#### GOAL
Gather each line of the entries below that contains the word "black", matching case exactly.

Records from a dataset:
......
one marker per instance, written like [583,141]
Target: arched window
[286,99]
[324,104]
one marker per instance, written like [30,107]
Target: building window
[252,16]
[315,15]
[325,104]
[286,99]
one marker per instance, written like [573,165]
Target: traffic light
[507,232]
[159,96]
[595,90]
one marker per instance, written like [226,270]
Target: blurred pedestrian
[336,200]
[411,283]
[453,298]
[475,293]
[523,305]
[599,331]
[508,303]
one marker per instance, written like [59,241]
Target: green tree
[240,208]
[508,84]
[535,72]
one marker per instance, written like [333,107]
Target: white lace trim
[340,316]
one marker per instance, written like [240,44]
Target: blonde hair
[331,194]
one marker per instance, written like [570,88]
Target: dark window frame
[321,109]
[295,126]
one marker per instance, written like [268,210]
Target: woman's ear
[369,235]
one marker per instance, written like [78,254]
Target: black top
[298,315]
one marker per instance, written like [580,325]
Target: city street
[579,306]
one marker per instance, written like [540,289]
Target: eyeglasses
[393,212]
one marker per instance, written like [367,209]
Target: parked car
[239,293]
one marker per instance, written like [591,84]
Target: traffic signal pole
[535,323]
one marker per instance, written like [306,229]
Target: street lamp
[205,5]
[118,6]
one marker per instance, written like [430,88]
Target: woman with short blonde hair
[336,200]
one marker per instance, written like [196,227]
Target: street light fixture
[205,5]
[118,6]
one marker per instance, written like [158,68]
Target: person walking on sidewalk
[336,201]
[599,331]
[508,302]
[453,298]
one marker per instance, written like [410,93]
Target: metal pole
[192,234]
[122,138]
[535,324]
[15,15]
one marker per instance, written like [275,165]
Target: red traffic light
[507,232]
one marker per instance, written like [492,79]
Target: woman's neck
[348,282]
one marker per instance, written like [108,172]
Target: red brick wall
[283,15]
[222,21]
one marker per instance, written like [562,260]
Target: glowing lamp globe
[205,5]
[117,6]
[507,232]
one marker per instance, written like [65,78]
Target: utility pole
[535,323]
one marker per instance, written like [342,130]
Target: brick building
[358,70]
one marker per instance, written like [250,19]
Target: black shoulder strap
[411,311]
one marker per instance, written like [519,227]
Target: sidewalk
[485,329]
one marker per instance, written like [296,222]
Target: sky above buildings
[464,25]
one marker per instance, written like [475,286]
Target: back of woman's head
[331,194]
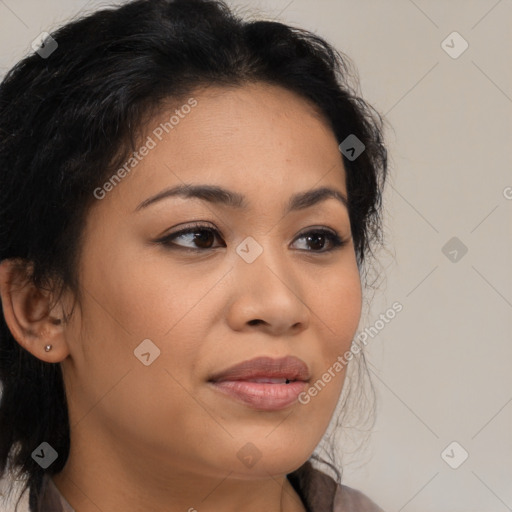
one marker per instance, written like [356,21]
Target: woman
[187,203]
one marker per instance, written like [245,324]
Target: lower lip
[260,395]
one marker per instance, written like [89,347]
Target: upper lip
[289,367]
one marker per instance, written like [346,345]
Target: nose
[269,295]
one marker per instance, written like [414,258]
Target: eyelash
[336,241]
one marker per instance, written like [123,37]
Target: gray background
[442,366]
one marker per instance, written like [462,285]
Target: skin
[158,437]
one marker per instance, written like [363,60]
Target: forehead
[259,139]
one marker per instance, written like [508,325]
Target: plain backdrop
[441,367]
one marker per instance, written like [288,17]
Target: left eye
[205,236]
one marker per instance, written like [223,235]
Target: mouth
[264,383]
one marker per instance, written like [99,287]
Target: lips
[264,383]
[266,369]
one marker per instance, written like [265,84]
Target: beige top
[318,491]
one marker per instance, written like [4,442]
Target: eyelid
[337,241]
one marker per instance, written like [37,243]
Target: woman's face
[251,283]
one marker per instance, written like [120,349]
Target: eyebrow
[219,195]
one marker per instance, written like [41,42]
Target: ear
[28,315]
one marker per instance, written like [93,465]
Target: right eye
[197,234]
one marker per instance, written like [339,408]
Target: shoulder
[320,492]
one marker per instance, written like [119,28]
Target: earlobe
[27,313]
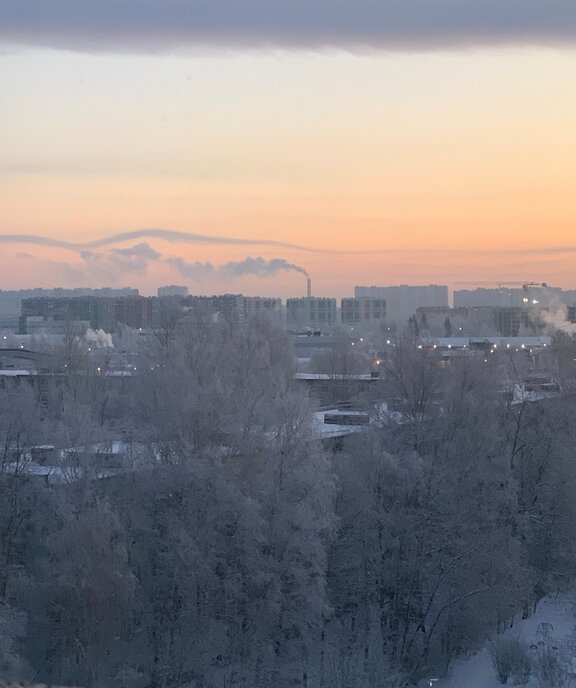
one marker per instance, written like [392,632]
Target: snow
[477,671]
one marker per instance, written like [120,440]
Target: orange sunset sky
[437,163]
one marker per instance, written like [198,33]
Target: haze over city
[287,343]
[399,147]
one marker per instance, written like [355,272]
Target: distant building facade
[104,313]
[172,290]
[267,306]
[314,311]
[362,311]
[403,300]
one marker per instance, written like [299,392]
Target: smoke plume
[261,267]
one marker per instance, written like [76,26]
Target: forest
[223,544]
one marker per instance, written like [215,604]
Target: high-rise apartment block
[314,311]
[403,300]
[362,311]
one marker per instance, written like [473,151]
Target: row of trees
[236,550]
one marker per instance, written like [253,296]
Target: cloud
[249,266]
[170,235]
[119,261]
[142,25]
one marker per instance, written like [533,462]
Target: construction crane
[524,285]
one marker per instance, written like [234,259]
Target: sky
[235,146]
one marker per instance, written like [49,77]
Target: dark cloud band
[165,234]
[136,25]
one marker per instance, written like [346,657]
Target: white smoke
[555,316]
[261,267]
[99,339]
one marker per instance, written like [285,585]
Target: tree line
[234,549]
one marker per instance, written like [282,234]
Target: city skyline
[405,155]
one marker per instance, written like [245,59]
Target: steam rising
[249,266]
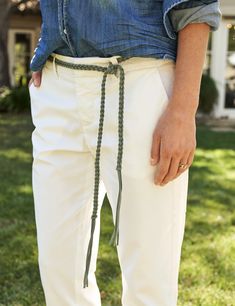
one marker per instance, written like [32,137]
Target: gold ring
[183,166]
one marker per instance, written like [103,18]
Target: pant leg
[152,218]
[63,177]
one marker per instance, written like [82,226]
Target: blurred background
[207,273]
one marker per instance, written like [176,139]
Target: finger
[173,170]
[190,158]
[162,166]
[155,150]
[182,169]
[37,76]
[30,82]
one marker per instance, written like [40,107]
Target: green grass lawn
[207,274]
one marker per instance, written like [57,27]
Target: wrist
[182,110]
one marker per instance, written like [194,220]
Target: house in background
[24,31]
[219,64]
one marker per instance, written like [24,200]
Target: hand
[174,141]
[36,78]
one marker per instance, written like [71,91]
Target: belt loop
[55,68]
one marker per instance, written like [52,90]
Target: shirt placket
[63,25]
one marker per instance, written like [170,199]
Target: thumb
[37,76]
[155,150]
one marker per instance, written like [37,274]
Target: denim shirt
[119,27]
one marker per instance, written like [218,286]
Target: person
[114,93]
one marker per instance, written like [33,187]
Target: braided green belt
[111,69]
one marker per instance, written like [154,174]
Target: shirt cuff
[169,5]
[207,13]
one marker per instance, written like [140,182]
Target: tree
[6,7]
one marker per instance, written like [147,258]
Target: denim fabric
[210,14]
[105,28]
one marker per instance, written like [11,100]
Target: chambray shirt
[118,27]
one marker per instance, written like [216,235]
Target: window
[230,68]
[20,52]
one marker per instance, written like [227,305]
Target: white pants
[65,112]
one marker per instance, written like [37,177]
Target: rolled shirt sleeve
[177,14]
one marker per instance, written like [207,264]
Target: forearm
......
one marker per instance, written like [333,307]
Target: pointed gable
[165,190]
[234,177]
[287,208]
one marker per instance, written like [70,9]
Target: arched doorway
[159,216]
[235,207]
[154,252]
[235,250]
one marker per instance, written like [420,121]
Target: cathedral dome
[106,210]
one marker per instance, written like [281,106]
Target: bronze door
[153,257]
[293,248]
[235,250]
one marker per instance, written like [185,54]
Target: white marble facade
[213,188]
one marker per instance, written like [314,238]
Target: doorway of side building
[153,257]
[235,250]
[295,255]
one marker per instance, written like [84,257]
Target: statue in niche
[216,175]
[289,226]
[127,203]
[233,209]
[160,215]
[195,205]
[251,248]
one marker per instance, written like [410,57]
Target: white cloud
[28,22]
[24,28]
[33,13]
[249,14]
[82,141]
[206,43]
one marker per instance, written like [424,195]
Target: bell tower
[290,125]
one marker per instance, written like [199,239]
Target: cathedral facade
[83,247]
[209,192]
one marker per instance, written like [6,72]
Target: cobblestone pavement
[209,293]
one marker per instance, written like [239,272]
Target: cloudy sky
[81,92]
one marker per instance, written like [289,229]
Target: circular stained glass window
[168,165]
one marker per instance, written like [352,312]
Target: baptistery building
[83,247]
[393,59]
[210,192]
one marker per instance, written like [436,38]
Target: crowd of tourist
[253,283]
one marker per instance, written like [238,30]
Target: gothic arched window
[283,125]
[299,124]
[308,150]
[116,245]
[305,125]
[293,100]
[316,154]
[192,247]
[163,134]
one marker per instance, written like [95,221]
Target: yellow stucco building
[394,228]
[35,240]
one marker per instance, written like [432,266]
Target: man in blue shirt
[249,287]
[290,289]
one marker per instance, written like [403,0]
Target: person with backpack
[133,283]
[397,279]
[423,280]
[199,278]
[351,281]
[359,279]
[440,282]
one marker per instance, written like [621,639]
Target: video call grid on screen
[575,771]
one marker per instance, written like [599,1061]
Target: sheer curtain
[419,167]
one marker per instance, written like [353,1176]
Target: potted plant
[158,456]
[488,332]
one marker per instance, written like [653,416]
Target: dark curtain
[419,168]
......
#### FULL OUTPUT
Target: black top
Target: black shoulder strap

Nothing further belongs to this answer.